• SUPPLIED RECORDS
☆ ☆ ☆

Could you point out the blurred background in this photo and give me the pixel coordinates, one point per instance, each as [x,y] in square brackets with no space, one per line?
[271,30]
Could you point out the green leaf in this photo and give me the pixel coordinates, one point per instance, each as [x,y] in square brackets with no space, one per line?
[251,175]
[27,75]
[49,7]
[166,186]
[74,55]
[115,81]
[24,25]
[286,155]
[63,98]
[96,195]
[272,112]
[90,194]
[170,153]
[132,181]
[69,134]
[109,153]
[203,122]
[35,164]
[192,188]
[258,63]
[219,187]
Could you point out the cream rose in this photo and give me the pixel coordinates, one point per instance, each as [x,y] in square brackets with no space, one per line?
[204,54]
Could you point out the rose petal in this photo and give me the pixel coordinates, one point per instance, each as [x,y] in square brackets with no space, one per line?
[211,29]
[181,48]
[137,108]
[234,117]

☆ ☆ ☆

• WORK INSTRUCTIONS
Return the whole listing exactly.

• EXPECTED ANSWER
Could you point out the blurred background in this photo and give me the pixel coordinates, one point per instance, each as [x,y] in square brackets with no space, one per line?
[271,30]
Could you point out the green leaf in this photo and give me the pixel coordinates, one point per instance, each as [x,y] in square brackets with no space, one per line?
[251,175]
[27,75]
[49,7]
[166,186]
[74,55]
[115,81]
[24,25]
[286,155]
[63,98]
[96,195]
[272,112]
[90,194]
[170,153]
[132,181]
[69,134]
[109,153]
[203,122]
[35,164]
[192,188]
[258,63]
[219,187]
Could you point out the cream rose in this photo and give me the pixel coordinates, one point per instance, each as [x,y] in square brackets with no space, one per line?
[204,54]
Could you point out the rose petal in this photo and give me the pixel coordinates, one point per instance, each as [x,y] in square brackets with no space, one per line?
[211,29]
[181,48]
[137,108]
[234,117]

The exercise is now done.